▸ **Kaynak Metin**:
-=-=-
Kimlik taşımamak TCK kanunu bakımından suç değildir. Fakat Kabahatler Kanunu uyarınca para cezası gerektiren bir durumdur. On beş yaşını ikmal etmiş kişinin kimlik taşıması zorunludur. Bu zorunluluk Kabahatler Kanununda, Polis Vazife ve Salahiyet Kanunu’ndan ve Jandarma Teşkilat, Görev ve Yetkileri Yönetmeliği’nden düzenlenmiştir. Kimlik belgesi: devletçe kendi vatandaşlarına verilen kişinin kimliğini, kişisel durumunu, hangi devlet vatandaşı olduğunu ispata yarayan resmi belgedir. Kimlik belgesi denildiği zaman sadece nüfus cüzdanı akla gelmemelidir. Kimlik yerine geçen belgeler de kimlik belgesi hükmündedir. Örneğin sürücü belgesi, pasaport, avukat kimliği, kurum kimlikleri gibi.
Kural olarak kimlik taşımamamın TCK kapsamında suç teşkil etmemektedir. Çünkü kanunlarımızda kimlik taşımama şeklinde bir suç tanımı bulunmamaktadır. Fakat suç teşkil etmeyen bu eylemin yaptırımının olmadığı anlamına gelmez. Bununla birlikte 5326 sayılı Kabahatler Kanununun 40. maddesi kişileri kamu görevlilerine kimliği ve adresi ile ilgili doğru bilgi vermekle yükümlü tutmaktadır. Buna aykırı hareket etmenin sonucu 2025 yılı için 1.406,00 TL idari para cezasıdır. Buna ilaveten kimliği anlaşılıncaya kadar kişi gözaltına alınır, hatta gerekirse tutuklanabilir. Bu nedenle kimlik ya da ehliyet veya meslek kartları gibi kimlik bilgileri içeren belgelerin taşınmasında fayda bulunmaktadır.
Kimlik Kontrolü Nedir?
Suçların önlenmesi ve işlenen suçun faillerinin yakalanması için durdurma ve kimlik sorma yetkisi öncül bir işlem olup diğer tedbirlerin uygulanması için vazgeçilmezdir. Durdurma ve kimlik sorma yetkisi kolluğun başka bir makamdan, hâkimden veya savcıdan emir ya da izin almadan kullanabileceği ender yetkilerden birisidir. Bu nedenle keyfi uygulamalara mahal vermemek için kolluk güçleri tarafından son derece titizlikle kullanılması gereken bir yetkidir.
-=-=-
▸ **Yapılacak Çalışmalar**:
(A) Kimlik taşıma yükümlülüğü metninin "Kural olarak kimlik" ile "Kimlik Kontrolü Nedir?" arasındaki bölümünü, bu ifadeler de dâhil olmak üzere, "kamu görevlilerine" yerine "kolluk görevlilerine" yazarak güncelleyiniz.
(B) Kimlik taşıma yükümlülüğü metnini kaldığı yerden sürdürünüz.
Aşağıdaki öğelere başvurulması gerekmemektedir.
-=-=-
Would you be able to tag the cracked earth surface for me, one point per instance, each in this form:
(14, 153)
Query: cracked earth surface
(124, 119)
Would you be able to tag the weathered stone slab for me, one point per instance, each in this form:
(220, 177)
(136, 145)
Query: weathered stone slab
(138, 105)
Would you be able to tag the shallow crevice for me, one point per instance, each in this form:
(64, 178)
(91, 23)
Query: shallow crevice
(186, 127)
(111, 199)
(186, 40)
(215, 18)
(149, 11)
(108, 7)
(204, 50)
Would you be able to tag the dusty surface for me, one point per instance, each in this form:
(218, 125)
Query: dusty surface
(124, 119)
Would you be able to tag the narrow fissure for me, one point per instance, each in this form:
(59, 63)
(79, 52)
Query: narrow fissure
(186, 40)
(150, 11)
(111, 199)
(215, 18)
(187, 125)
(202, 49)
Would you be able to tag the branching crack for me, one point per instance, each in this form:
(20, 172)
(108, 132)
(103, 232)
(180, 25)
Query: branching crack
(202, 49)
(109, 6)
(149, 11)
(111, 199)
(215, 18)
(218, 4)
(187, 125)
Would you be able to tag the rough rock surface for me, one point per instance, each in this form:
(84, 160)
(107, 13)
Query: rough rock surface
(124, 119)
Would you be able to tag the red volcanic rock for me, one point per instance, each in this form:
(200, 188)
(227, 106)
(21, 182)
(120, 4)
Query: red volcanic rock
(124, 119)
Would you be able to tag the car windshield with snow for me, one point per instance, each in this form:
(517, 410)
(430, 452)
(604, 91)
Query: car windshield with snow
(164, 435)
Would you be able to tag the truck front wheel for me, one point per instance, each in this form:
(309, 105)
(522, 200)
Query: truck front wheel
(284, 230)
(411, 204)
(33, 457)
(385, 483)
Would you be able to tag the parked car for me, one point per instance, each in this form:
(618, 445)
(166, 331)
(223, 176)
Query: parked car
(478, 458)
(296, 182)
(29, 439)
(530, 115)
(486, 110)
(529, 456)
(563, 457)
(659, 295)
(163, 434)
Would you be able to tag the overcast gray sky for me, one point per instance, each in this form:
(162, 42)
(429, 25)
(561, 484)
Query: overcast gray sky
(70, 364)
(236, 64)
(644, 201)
-=-=-
▸ **Çözülmüş Görevler**:
(A)
Kural olarak kimlik taşımamamın TCK kapsamında suç teşkil etmemektedir. Çünkü kanunlarımızda kimlik taşımama şeklinde bir suç tanımı bulunmamaktadır. Fakat suç teşkil etmeyen bu eylemin yaptırımının olmadığı anlamına gelmez. Bununla birlikte 5326 sayılı Kabahatler Kanununun 40. maddesi kişileri kolluk görevlilerine kimliği ve adresi ile ilgili doğru bilgi vermekle yükümlü tutmaktadır. Buna aykırı hareket etmenin sonucu 2025 yılı için 1.406,00 TL idari para cezasıdır. Buna ilaveten kimliği anlaşılıncaya kadar kişi gözaltına alınır, hatta gerekirse tutuklanabilir. Bu nedenle kimlik ya da ehliyet veya meslek kartları gibi kimlik bilgileri içeren belgelerin taşınmasında fayda bulunmaktadır.
Kimlik Kontrolü Nedir?

(B)
Kimlik kontrolü, polisin Cumhuriyet savcısından ya da mahkemeden karar alması gerektirmeyen resen yapılan bir işlemdir. Kimlik kontrolü polisin suç ve suçluyla mücadele etmesinde önemli bir yere sahiptir. Fakat polisin kimlik sorma yetkisi sınırsız değildir makul şüphe şartları oluştuğunda bu işlemi gerçekleştirmesi hukuka uygunluk sebebidir. Polisin kimlik sorma yetkisinin amaçlarını şu şekilde sıralayabiliriz:
- Suç ve kabahatlerin işlenmesini önlemek,
- İşlenmiş suçların faillerini bulup yakalamak,
- Yurt dışına giriş-çıkış yapanları kontrol etmek,
- Usulsüz giriş yapan ya da bulunan yabancıları tespit etmek,
- Adil ve dürüst (doğru) yargılamaya olanak tanımak,
- Maddi gerçeğin ortaya çıkmasına katkıda bulunmak,
- Ehliyetsiz araç kullanılmasını önlemek,
- Kimlik hırsızlığı ve sahte kimlik kullanmayı önlemek ve tespit etmek,
- Kimliği olmayan kişilerin tespit edilmesi halinde nüfusa kayıt edilmelerini sağlamak,
- Kimlik sorma ile halka güvende olma hissi vermek ve potansiyel suçluları caydırmak,
- Bu işlem ile hem halkın polise olan yaklaşımını hem de polisin halkı tanımasını sağlamak.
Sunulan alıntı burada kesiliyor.